TEXT PROVIDED —

· · · · · · ·

# Has anyone ever had a 97 Punch Ninfa???



## hova45 (Jun 17, 2007)

It is too late I ordered them but I want to know what you guys who have had them thought about it?


----------



## Twill413 (Jul 19, 2006)

hova45 said:


> It is too late I ordered them but I want to know what you guys who have had them thought about it?


I am gonna be that guy with that post.

Never had them, but I would be more than willing to give you my opinion of yours.


----------



## steelheaderdu (Aug 18, 2006)

You WILL NOT be disappointed. They're very nice smokes.... I enjoyed the fisrt 1/2 of the smoke more than the 2nd, but that's just me. :tu


----------



## adsantos13 (Oct 10, 2006)

hova45 said:


> It is too late I ordered them but I want to know what you guys who have had them thought about it?

· · · · · · ·

STORED DATA —
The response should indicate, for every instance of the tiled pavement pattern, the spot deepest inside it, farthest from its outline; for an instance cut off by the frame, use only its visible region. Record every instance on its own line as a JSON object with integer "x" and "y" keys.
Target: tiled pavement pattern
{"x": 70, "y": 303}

· · · · · · ·

DIRECTIVES —
a - Quote the Punch Ninfa thread word for word, starting at "You WILL NOT" and ending at "(Oct 10, 2006)".
b - In the Punch Ninfa thread, which half of the cigar did steelheaderdu enjoy more?
c - Write what comes next in the Punch Ninfa forum thread, picking up after its final line.
The data has no connection to the Punch Ninfa forum thread.

ANSWERS —
a -
You WILL NOT be disappointed. They're very nice smokes.... I enjoyed the fisrt 1/2 of the smoke more than the 2nd, but that's just me. :tu


----------



## adsantos13 (Oct 10, 2006)

b - The first half.

c -
One of the best cigars Ive ever smoked. Srsly. I was too late on those today and Ive been banging my head against the wall since this afternoon!

Very nice score, Joey!


----------



## Seanohue (Oct 2, 2006)

Gah, am I the only one that can't find them?


----------



## n3uka (Nov 13, 2006)

Seanohue said:


> Gah, am I the only one that can't find them?


no 

:r


----------



## hova45 (Jun 17, 2007)

adsantos13 said:


> One of the best cigars Ive ever smoked. Srsly. I was too late on those today and Ive been banging my head against the wall since this afternoon!
> 
> Very nice score, Joey!


But you still have some its not like you dont have any ninfas


----------



## adsantos13 (Oct 10, 2006)

hova45 said:


> But you still have some its not like you dont have any ninfas


Yes, but those 97's are just too good to pass on...I am pretty sure the ones I enjoyed were from that same batch that were available...


----------



## hova45 (Jun 17, 2007)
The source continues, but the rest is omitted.